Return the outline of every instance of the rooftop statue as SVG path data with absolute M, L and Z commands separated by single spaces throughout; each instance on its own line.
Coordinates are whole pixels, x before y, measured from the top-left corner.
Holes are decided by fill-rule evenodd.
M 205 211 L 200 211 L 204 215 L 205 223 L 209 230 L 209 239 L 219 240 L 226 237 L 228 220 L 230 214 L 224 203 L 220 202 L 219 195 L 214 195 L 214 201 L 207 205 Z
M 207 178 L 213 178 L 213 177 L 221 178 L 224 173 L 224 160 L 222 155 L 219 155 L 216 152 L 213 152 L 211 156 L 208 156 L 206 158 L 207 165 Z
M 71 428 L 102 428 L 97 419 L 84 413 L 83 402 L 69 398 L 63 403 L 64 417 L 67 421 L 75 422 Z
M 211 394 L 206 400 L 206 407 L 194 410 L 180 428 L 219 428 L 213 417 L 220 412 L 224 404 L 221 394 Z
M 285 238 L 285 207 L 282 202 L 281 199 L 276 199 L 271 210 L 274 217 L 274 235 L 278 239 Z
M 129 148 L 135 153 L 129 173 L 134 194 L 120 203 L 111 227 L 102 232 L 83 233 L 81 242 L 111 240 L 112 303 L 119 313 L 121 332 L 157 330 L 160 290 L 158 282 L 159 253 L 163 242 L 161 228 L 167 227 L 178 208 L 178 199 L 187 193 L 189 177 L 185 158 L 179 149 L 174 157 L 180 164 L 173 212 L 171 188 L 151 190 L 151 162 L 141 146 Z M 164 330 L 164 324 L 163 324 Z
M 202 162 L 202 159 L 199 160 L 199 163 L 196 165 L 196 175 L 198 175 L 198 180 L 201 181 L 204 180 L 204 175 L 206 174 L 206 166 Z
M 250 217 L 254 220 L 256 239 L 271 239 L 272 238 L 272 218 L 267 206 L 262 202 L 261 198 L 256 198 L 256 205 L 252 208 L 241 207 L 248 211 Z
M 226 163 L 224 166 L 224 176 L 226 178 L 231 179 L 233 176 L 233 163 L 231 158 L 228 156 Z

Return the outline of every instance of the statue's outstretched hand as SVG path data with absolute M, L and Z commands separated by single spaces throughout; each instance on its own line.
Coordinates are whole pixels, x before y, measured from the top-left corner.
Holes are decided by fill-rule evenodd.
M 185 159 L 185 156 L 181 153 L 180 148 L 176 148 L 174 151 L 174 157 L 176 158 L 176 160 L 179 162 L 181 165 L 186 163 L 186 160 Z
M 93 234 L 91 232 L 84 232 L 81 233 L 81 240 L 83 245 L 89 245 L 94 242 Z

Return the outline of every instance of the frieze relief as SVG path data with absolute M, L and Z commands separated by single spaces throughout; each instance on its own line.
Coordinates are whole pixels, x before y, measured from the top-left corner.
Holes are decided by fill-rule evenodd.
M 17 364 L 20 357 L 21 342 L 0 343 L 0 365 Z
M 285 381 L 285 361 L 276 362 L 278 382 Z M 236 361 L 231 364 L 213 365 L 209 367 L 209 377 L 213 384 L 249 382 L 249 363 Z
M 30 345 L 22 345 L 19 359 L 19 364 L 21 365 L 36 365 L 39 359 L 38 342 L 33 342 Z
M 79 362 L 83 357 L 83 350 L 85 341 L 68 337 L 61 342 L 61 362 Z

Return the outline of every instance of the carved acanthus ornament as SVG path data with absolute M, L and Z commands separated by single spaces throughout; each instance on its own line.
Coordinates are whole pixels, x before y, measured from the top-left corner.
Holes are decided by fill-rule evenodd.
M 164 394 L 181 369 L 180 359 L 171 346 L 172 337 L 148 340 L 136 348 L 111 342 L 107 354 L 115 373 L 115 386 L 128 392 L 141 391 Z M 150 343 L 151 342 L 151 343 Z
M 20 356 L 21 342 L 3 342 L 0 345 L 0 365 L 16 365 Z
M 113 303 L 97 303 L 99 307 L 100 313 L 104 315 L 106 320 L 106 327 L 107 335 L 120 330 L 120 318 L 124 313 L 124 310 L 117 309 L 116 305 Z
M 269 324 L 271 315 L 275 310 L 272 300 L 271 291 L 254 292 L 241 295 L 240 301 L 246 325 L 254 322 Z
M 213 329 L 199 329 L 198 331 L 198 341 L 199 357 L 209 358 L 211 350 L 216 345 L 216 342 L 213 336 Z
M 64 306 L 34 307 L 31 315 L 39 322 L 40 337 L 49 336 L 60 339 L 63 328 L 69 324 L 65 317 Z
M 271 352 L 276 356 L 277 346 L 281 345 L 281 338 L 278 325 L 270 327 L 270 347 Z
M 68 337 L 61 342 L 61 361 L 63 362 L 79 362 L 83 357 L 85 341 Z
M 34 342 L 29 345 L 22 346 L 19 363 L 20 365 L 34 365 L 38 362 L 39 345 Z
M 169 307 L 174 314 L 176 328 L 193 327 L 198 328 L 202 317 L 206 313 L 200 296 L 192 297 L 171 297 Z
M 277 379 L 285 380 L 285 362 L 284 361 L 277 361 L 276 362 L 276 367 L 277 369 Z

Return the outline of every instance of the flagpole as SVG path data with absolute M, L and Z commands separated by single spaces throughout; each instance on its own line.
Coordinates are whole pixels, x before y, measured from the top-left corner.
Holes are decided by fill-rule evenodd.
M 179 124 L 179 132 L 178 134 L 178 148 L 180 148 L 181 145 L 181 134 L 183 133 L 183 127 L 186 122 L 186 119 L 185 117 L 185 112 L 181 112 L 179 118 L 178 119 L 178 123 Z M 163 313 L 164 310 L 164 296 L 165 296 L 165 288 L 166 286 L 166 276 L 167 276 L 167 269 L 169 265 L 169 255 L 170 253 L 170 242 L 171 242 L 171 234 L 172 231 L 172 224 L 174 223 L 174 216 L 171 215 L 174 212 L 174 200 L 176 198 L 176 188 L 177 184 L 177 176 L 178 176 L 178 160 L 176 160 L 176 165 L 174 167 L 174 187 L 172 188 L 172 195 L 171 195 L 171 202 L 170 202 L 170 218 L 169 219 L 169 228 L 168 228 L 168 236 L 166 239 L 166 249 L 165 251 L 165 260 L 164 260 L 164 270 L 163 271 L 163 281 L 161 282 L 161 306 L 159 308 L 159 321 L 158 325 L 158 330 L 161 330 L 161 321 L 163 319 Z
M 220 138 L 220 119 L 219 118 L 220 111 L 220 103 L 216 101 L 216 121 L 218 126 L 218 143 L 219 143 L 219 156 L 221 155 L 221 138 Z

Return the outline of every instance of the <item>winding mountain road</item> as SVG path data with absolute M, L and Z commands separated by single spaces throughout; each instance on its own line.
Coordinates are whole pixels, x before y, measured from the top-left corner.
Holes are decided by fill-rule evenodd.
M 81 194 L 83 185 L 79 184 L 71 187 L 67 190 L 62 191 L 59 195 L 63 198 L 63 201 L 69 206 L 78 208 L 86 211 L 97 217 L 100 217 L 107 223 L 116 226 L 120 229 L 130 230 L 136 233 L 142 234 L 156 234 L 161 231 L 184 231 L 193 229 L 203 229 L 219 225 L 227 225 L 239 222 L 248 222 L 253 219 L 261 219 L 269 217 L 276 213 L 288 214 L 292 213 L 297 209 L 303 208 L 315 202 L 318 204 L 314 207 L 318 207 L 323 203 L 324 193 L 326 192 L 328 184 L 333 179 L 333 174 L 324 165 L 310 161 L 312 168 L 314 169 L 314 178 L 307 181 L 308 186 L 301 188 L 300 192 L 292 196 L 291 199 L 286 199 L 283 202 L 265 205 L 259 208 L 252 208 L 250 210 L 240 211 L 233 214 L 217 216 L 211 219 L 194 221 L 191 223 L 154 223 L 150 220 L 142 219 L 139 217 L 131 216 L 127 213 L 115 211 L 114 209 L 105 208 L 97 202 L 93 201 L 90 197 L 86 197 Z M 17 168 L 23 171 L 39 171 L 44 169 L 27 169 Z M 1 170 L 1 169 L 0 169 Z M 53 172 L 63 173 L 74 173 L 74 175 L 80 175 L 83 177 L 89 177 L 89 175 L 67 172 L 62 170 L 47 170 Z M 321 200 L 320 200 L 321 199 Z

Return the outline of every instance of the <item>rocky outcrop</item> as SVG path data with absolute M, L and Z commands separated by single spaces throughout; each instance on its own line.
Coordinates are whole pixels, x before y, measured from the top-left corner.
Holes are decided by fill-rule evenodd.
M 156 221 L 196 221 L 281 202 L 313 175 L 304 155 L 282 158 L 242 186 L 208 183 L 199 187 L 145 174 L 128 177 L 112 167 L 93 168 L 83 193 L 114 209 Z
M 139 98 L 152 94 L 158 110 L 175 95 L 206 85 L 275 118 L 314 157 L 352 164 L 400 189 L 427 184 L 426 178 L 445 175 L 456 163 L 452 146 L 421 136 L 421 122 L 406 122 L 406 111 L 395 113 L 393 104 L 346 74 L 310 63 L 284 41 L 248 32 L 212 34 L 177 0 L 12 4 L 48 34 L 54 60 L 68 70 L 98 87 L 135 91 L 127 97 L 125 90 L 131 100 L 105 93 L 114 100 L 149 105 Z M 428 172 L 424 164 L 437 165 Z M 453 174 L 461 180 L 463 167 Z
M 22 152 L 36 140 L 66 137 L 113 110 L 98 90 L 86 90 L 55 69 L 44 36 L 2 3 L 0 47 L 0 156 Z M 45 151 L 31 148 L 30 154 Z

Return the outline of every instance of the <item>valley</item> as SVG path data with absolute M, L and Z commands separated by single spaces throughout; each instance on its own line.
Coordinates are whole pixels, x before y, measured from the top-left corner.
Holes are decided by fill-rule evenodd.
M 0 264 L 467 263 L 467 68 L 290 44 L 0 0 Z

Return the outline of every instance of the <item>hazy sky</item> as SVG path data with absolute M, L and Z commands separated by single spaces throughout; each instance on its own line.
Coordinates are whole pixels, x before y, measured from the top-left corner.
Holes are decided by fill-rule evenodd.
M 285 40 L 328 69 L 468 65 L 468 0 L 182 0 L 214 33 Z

WRITTEN TASK: Begin at the line of the listing that contains "Return the outline of every instance of the <item>valley</item>" and continue through the listing's last line, giving each line as one string in a JSON list and leaving out blank lines.

RESULT OF THE EXERCISE:
[
  "Return the outline of every instance of the <item>valley</item> as SVG path data with absolute M, L and Z commands separated by single spaces throughout; each instance on its own line.",
  "Coordinates are whole pixels, x before y, measured from the top-left corner.",
  "Holes are decided by fill-rule evenodd.",
  "M 0 264 L 467 263 L 467 68 L 290 44 L 0 0 Z",
  "Return the outline of every instance of the <item>hazy sky</item> as SVG path data with absolute M, L and Z commands separated by single spaces throughout; each instance on its own line.",
  "Coordinates are whole pixels, x before y, measured from the top-left corner.",
  "Holes are decided by fill-rule evenodd.",
  "M 285 40 L 328 69 L 468 65 L 468 0 L 182 0 L 214 33 Z"
]